Texte source:
▬▬▬

Cette réforme a sans doute ses propres motifs, et nous devons souhaiter qu'il en résulte une dynamique nouvelle. Mais comment ne pas y voir aussi une nouvelle étape dans l'éternelle « errance administrative » de la DATAR, qui change d'insertion dans l'organigramme gouvernemental tous les deux ou trois ans en moyenne ?
Comme l'an dernier, les crédits de la mission « Politique des territoires » apparaissent orientés à la baisse dans le projet de loi de finances initiale. En effet, ils devraient diminuer de 6,7 % en autorisations d'engagement, pour s'établir à 283 millions d'euros, et de 8 % en crédits de paiement, pour s'établir à 295 millions d'euros.
Ces mouvements de crédits s'expliquent principalement par l'évolution de la dotation du programme 112 « Impulsion et coordination de la politique d'aménagement du territoire », qui représente près de 87 % des autorisations d'engagement de la mission, et diminue de 6,2 %. La dotation du programme 162 « Interventions territoriales de l'État » diminue, elle, plus fortement, de 9,8 % en autorisations d'engagement, mais ne représente qu'environ 13 % du total de la mission.
Les évolutions sont également orientées à la baisse en crédits de paiement, puisque la dotation du programme 112 diminue de 8,1 % pour 2014, tandis que celle du programme 162 diminue de 6,7 %.

▬▬▬

Exercices à réaliser:
1. Relevez, dans l'ordre où ils apparaissent, tous les pourcentages cités dans le texte source, sans répéter une valeur déjà relevée.
2. Citez le passage du texte source à partir de « Cette réforme a » jusqu'à « en moyenne ? » inclus.
3. Selon le texte source, à quel montant devraient s'établir les crédits de paiement de la mission « Politique des territoires » ?

▬▬▬

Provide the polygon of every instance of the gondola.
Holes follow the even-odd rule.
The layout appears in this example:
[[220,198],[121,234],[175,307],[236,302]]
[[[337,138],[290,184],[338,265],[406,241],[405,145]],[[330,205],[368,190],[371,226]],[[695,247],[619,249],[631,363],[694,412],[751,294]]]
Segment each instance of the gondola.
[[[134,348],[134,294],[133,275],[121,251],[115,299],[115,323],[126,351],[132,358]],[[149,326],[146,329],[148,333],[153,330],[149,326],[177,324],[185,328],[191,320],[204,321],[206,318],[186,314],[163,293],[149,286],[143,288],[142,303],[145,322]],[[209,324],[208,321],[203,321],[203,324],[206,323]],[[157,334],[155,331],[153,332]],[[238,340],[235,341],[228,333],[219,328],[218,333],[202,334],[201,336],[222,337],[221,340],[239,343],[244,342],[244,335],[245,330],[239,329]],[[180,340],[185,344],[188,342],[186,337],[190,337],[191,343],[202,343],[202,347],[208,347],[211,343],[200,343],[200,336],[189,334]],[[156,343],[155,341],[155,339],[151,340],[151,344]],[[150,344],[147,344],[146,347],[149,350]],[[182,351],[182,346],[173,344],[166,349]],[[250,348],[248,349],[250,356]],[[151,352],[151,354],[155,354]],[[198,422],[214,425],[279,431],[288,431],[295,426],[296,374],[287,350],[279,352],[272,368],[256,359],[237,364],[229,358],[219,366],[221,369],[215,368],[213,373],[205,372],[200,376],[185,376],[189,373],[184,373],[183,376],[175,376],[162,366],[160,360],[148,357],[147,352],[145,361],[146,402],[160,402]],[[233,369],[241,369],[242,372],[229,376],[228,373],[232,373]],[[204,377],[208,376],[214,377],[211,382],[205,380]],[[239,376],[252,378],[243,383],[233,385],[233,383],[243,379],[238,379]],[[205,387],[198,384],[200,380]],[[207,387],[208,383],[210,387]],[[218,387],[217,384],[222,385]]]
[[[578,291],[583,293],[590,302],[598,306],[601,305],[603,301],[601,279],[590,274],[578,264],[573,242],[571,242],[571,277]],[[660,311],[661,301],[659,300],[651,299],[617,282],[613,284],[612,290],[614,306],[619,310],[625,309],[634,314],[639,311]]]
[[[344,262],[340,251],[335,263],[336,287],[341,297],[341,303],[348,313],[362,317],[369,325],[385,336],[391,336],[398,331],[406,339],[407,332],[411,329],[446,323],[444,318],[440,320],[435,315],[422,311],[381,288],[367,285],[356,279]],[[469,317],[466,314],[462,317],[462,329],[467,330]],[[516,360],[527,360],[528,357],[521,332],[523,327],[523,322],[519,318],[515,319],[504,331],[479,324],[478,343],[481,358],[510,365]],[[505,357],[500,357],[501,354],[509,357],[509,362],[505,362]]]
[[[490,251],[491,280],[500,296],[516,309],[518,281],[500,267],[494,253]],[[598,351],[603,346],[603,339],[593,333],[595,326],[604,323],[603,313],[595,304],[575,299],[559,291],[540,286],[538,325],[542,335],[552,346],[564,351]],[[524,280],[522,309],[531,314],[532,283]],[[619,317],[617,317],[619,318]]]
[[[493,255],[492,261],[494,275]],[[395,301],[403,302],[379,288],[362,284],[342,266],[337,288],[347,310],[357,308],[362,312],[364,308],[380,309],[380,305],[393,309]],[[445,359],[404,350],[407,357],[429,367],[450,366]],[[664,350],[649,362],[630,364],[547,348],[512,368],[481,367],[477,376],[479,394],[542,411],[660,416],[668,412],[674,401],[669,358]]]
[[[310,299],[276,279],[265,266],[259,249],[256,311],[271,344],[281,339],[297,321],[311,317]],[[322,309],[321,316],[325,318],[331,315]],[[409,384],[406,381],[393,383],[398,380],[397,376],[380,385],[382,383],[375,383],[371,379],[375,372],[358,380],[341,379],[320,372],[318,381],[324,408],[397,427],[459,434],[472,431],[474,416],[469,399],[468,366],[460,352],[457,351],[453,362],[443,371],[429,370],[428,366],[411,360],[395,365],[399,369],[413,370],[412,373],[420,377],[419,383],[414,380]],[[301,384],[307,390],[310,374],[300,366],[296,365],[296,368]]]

▬▬▬

Vos réponses:
1. 6,7 %, 8 %, 87 %, 6,2 %, 9,8 %, 13 %, 8,1 %

2.
Cette réforme a sans doute ses propres motifs, et nous devons souhaiter qu'il en résulte une dynamique nouvelle. Mais comment ne pas y voir aussi une nouvelle étape dans l'éternelle « errance administrative » de la DATAR, qui change d'insertion dans l'organigramme gouvernemental tous les deux ou trois ans en moyenne ?

3. À 295 millions d'euros.